**Work to complete**
Quote verbatim the lines in the records below. Begin at the line that contains "Expected behaviour: for every instance of the pool" and stop after the line that contains "x=454 y=286".

-- begin --

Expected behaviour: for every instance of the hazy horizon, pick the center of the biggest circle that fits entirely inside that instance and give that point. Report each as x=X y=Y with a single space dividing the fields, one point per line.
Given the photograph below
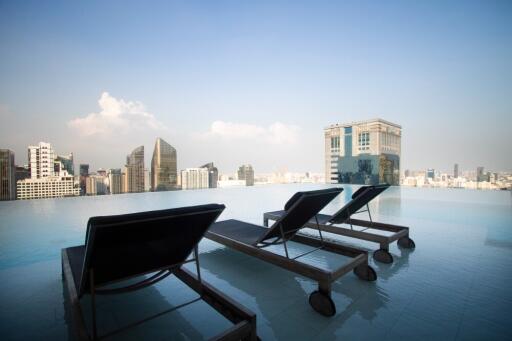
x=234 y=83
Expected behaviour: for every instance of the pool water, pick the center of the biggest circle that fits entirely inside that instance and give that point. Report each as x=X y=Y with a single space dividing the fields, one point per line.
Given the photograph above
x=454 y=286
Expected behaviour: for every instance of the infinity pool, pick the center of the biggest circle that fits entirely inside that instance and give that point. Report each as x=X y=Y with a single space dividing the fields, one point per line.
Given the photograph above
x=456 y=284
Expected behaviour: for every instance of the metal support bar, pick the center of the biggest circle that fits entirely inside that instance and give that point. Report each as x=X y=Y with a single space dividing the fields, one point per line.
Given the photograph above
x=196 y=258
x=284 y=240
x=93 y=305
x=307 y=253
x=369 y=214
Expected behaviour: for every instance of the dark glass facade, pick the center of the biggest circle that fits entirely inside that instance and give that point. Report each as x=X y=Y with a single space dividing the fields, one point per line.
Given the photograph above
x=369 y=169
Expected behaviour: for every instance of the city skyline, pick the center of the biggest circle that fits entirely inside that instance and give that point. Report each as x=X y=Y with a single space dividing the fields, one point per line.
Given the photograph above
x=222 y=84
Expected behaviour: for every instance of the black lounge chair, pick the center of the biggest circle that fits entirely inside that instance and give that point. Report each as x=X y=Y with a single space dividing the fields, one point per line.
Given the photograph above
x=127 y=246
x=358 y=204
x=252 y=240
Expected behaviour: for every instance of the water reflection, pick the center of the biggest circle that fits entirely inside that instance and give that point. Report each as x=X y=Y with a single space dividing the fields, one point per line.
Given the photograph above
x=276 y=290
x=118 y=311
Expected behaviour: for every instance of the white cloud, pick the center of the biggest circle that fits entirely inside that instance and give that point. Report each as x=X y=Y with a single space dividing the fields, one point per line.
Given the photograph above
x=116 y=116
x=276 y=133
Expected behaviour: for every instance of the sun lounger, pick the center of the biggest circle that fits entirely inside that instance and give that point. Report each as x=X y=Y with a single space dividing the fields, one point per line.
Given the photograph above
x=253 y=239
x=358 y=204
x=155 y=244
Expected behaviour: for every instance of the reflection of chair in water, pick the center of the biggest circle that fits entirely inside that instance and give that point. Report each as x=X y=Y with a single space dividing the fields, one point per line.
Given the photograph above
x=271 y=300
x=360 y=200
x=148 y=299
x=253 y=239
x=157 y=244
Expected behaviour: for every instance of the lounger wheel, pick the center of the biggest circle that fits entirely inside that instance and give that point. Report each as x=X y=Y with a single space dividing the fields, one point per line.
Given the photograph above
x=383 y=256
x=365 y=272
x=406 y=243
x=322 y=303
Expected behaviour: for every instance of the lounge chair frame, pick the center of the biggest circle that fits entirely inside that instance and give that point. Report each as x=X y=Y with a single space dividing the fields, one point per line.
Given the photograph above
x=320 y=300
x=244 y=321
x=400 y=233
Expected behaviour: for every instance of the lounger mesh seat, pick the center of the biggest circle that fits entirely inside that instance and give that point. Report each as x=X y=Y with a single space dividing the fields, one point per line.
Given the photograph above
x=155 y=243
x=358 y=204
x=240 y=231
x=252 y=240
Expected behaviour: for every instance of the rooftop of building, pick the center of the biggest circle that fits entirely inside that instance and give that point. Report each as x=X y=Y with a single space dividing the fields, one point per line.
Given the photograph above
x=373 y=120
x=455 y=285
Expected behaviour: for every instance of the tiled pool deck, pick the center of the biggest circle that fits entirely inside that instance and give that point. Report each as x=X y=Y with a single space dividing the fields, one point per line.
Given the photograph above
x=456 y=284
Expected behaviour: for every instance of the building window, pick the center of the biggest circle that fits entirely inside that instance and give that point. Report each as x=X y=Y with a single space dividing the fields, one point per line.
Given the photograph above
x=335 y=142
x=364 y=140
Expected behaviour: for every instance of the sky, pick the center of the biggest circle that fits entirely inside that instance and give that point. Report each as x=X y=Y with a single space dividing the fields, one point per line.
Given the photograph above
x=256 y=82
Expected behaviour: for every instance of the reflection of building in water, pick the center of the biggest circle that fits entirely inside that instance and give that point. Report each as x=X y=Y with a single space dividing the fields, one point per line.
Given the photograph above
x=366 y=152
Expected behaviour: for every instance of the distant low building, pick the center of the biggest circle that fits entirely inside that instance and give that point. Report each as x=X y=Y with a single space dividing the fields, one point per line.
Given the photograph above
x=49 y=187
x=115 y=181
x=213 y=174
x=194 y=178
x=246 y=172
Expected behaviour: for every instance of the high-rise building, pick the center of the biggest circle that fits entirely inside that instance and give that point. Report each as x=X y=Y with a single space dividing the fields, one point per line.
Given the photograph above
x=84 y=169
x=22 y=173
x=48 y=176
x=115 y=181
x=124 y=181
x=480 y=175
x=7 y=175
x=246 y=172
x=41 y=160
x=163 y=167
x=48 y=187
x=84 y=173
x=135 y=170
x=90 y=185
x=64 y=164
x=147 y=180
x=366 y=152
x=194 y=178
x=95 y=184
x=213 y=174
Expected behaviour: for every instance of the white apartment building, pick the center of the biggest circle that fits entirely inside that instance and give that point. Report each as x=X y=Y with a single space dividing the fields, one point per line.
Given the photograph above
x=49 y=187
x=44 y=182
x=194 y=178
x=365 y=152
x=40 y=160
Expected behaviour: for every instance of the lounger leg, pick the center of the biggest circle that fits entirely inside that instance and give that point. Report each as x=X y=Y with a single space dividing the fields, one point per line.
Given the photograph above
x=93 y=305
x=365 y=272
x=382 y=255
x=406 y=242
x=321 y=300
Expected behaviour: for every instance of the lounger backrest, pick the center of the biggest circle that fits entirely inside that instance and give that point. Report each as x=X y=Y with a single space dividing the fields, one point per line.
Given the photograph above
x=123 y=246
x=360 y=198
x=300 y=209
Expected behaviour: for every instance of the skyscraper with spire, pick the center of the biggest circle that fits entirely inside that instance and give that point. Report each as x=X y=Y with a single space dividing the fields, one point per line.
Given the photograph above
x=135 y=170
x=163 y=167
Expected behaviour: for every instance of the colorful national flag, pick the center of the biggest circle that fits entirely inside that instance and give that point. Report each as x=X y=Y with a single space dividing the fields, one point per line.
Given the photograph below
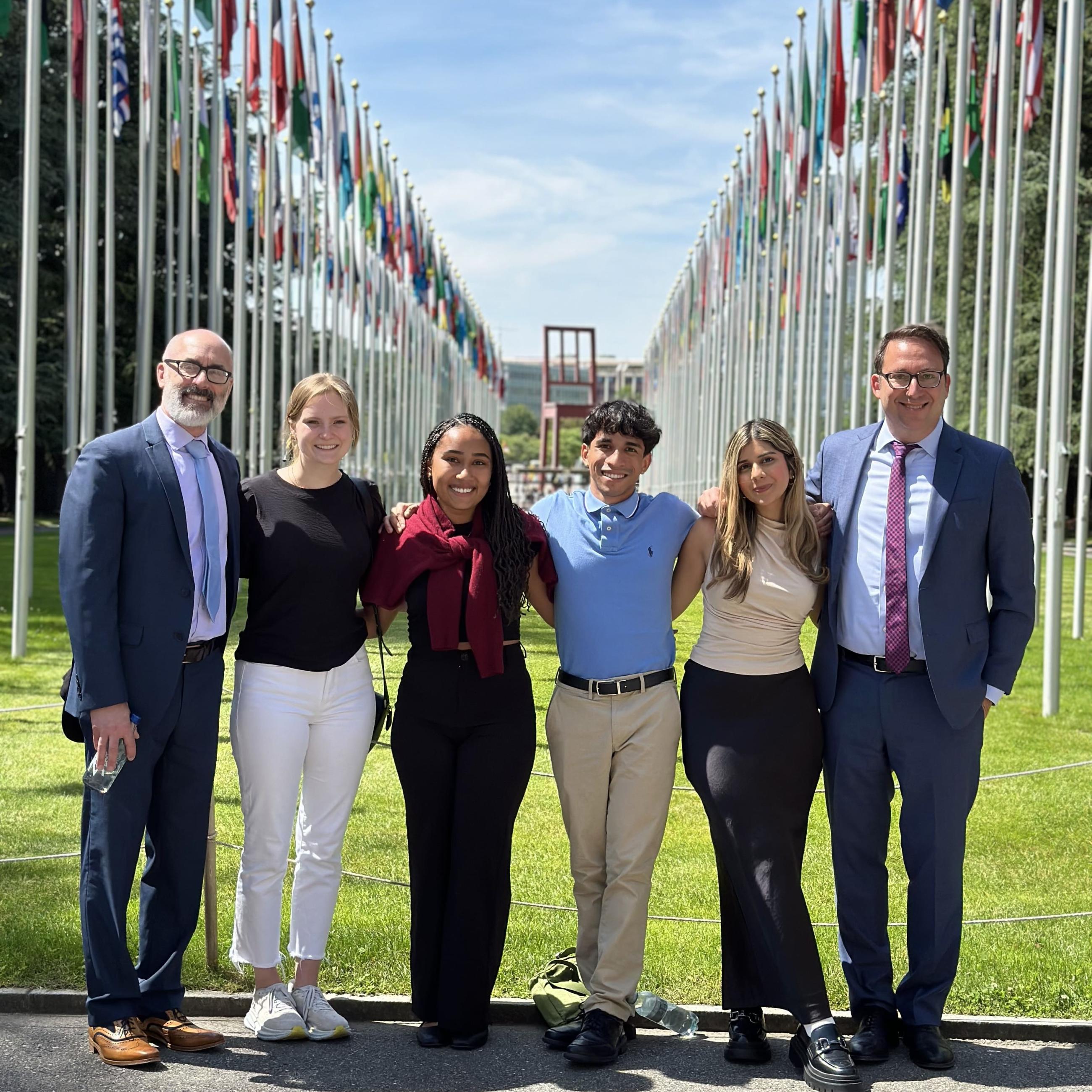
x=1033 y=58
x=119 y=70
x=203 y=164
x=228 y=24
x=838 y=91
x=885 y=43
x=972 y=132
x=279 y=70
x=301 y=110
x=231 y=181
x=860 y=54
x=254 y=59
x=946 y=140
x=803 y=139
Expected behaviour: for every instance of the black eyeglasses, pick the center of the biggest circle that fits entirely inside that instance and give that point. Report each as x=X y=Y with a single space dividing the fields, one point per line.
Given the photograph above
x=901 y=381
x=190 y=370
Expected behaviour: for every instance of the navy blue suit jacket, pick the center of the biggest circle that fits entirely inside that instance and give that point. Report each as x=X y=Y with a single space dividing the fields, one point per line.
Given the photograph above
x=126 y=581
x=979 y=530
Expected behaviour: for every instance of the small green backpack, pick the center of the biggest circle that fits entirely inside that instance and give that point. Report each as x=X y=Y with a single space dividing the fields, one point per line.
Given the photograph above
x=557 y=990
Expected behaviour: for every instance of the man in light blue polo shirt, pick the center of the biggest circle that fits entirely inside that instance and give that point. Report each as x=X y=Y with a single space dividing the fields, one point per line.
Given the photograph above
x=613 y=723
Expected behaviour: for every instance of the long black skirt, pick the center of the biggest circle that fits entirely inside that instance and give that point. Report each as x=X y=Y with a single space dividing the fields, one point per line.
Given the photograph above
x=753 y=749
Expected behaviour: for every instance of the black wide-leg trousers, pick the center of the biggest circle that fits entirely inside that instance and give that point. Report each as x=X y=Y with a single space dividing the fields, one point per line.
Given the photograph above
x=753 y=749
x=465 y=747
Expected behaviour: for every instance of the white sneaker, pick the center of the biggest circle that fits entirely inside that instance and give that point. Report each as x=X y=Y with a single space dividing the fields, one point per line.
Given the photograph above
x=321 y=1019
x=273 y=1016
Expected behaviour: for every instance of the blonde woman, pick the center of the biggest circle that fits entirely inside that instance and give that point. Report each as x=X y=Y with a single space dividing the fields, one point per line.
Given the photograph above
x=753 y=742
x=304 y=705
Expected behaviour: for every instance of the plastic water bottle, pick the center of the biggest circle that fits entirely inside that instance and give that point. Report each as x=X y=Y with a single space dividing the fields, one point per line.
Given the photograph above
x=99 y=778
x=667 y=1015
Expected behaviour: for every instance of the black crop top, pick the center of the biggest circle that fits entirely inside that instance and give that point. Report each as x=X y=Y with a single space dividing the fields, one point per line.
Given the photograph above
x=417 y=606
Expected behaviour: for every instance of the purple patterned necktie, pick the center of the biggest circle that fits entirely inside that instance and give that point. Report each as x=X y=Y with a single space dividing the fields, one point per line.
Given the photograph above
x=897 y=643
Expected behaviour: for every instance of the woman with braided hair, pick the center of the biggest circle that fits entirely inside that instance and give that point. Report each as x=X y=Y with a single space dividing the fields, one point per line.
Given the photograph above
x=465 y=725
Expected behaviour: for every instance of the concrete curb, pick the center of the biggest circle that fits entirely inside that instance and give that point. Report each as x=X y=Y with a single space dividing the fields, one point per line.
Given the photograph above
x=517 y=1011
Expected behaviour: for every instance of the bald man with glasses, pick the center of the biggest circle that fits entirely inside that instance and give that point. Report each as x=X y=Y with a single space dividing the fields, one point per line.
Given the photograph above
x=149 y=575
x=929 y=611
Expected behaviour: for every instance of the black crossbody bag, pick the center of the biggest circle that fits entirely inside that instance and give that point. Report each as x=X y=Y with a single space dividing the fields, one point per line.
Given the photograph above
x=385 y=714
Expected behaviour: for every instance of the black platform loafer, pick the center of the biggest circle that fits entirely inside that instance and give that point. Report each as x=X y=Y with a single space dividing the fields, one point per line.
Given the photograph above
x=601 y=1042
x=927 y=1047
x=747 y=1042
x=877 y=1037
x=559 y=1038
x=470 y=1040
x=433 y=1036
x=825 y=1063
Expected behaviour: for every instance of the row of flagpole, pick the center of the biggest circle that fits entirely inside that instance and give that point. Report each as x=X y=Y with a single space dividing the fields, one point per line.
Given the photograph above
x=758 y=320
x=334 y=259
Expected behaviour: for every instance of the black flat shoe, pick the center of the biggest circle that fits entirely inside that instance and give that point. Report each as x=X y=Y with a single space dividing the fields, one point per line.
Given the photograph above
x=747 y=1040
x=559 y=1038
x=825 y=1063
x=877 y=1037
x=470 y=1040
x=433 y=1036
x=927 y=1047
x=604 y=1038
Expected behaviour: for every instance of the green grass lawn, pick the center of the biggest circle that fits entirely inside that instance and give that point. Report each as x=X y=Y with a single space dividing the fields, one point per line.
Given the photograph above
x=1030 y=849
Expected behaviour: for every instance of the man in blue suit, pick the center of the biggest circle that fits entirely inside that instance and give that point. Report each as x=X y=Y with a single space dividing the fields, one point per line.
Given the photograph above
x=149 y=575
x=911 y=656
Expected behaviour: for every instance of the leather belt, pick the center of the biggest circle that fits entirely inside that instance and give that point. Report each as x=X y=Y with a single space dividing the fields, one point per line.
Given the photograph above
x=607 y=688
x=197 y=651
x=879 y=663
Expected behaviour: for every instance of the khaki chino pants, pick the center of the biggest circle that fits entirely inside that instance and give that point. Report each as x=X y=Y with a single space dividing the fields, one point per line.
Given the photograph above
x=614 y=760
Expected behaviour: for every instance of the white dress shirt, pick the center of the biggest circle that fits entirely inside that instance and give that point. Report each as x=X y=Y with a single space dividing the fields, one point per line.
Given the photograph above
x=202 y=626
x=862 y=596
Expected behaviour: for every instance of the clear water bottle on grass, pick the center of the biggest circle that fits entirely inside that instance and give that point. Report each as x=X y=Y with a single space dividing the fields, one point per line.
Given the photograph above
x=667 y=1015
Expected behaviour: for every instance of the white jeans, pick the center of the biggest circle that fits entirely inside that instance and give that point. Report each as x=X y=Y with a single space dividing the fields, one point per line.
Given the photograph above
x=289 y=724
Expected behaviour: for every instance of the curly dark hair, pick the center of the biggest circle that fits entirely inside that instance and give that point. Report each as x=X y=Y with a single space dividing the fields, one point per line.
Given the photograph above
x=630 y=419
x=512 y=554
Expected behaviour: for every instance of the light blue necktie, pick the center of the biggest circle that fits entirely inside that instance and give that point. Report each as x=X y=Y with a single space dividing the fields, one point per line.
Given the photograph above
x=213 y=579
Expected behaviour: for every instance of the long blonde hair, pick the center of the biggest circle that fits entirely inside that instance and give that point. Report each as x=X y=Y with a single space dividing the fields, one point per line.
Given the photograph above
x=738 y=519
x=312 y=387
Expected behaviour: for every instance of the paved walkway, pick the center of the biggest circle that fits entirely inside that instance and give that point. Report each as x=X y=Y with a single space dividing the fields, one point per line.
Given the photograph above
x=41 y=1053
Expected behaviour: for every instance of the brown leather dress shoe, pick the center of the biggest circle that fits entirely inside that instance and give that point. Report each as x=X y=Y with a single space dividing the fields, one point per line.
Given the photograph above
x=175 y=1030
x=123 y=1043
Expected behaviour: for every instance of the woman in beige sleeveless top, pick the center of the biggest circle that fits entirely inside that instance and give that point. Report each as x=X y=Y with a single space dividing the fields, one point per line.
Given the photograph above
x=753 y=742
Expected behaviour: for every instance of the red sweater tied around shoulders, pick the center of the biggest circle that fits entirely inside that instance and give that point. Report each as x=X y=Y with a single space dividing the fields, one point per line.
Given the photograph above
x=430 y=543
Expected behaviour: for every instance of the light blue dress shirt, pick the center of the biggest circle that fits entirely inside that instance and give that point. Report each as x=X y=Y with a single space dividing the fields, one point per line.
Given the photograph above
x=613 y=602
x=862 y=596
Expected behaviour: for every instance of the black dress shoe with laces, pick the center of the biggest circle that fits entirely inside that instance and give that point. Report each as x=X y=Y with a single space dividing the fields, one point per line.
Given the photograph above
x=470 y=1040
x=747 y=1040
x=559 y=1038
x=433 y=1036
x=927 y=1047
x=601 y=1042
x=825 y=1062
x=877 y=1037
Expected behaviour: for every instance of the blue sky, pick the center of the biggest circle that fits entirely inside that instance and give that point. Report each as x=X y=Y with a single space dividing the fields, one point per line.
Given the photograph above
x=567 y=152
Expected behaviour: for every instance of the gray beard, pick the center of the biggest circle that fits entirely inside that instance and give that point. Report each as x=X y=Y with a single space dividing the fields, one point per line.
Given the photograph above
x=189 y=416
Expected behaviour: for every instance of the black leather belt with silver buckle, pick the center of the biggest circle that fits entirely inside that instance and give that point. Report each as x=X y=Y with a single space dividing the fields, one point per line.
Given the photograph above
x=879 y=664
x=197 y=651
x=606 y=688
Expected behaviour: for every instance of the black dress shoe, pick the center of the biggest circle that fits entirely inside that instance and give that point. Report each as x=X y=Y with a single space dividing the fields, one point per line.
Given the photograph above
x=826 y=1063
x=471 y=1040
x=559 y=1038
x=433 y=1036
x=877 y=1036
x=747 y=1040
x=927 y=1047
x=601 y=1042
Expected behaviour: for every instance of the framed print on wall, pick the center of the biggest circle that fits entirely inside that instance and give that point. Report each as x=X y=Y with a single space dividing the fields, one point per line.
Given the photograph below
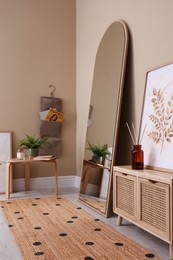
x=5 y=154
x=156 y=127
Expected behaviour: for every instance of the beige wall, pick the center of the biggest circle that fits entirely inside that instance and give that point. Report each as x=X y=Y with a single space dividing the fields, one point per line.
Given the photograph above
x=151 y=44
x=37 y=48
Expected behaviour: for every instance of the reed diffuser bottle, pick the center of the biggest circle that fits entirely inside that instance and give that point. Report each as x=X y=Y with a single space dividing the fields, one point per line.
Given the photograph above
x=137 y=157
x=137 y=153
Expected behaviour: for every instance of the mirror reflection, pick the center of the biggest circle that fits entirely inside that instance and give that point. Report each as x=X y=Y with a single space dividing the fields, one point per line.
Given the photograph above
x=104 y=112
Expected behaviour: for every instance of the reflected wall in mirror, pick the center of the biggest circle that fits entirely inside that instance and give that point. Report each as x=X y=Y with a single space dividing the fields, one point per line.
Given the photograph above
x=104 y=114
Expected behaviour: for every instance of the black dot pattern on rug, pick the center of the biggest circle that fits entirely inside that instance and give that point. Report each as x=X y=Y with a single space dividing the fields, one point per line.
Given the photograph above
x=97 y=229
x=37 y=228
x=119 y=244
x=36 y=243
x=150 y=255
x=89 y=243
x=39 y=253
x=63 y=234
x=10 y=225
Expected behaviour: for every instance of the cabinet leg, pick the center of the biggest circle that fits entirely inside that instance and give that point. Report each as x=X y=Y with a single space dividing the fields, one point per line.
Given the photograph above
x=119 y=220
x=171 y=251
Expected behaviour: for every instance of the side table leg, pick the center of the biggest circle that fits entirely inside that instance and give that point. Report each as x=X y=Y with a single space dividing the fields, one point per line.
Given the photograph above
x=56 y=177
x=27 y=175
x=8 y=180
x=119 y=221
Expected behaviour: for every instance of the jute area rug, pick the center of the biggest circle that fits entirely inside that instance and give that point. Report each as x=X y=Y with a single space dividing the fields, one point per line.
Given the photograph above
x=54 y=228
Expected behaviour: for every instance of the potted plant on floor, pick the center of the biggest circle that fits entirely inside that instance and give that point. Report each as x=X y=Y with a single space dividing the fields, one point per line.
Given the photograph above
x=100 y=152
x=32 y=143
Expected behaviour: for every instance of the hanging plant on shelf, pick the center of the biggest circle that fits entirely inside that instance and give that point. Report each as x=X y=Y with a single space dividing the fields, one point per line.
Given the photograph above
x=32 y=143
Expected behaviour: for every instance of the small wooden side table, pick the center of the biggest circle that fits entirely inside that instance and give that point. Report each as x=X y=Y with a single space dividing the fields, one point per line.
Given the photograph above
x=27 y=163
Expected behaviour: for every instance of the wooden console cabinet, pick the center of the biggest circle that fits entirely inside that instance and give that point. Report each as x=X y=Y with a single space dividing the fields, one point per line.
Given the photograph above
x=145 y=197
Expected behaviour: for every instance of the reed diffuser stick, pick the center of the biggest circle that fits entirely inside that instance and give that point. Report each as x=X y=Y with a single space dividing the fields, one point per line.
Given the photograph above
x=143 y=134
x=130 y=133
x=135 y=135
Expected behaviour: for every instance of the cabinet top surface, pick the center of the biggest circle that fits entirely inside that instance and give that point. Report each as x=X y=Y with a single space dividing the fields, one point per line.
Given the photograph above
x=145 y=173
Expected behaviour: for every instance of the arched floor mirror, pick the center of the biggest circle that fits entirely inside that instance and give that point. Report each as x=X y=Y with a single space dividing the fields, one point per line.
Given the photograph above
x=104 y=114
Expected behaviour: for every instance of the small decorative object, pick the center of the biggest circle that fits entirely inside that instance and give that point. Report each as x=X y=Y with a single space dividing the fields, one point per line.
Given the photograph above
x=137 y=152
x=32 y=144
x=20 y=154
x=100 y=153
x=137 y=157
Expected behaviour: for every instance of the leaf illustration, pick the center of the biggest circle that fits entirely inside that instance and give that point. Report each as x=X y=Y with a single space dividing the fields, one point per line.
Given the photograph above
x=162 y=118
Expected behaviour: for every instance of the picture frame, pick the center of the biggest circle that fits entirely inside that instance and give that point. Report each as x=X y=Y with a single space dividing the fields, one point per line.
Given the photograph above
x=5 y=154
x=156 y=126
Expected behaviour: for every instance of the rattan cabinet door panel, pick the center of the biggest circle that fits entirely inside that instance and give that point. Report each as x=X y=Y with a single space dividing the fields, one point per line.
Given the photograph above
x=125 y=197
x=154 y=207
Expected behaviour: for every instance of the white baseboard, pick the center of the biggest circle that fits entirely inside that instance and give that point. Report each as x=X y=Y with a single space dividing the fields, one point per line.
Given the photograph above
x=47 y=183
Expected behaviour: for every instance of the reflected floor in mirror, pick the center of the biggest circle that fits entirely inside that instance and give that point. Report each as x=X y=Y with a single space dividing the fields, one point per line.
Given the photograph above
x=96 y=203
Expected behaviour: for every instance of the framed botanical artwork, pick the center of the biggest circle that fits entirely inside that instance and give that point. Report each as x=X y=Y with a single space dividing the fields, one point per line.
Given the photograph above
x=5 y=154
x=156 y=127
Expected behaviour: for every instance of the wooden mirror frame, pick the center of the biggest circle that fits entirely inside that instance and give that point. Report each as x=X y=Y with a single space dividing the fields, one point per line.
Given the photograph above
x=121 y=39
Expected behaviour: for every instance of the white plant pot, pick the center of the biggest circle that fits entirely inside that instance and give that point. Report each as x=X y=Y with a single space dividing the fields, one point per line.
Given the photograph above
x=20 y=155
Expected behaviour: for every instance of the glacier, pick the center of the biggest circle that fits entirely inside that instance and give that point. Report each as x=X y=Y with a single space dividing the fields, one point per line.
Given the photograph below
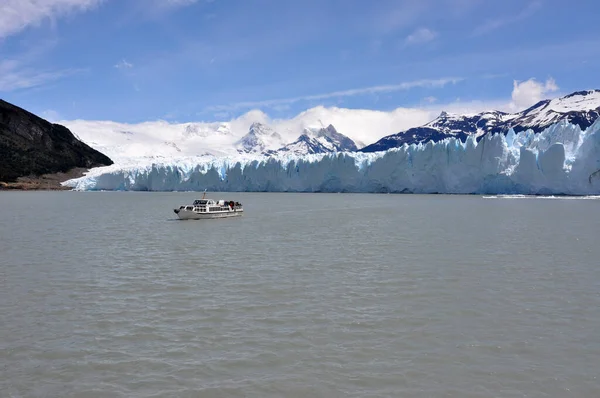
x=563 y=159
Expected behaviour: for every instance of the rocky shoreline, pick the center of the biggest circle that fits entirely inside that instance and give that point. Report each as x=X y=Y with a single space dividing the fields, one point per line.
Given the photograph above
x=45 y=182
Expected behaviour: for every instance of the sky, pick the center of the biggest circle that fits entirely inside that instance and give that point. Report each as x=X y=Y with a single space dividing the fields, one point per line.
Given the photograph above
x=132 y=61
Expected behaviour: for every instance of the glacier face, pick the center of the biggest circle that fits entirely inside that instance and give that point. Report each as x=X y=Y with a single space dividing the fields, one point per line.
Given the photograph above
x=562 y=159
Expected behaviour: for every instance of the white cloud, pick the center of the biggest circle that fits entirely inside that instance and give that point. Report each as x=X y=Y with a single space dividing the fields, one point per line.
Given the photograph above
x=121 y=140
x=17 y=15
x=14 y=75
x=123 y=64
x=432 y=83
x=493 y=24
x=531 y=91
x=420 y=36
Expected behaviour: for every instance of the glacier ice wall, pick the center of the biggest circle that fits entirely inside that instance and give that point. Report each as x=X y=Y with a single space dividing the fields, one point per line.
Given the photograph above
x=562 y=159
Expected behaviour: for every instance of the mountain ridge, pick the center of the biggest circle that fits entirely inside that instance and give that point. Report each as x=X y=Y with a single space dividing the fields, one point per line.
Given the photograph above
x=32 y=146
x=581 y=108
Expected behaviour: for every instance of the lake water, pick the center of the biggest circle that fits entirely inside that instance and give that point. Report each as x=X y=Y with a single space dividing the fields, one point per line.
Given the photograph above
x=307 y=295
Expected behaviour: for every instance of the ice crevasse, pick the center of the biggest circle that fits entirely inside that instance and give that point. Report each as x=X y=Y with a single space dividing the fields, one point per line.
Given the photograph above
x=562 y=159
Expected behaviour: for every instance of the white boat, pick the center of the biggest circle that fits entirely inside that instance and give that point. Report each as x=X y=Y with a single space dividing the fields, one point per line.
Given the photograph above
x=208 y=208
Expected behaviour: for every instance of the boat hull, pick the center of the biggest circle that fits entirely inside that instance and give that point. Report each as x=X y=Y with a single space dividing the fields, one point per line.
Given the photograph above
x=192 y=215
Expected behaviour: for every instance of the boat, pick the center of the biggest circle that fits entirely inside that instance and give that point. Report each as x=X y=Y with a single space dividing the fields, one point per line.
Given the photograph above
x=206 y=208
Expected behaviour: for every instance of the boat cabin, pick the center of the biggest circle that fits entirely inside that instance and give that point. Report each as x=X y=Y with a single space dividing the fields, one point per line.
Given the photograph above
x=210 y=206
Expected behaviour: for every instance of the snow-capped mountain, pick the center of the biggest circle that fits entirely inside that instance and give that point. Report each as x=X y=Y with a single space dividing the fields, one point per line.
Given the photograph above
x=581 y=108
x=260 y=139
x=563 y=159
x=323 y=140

-- end --

**Answer to this exercise**
Expected behaviour: for every instance of the pool water, pick the center of the biggest circle that fits entirely inside that instance and give that point. Report each as x=X y=Y with a single space dividing the fields, one point per line.
Given the photograph above
x=454 y=286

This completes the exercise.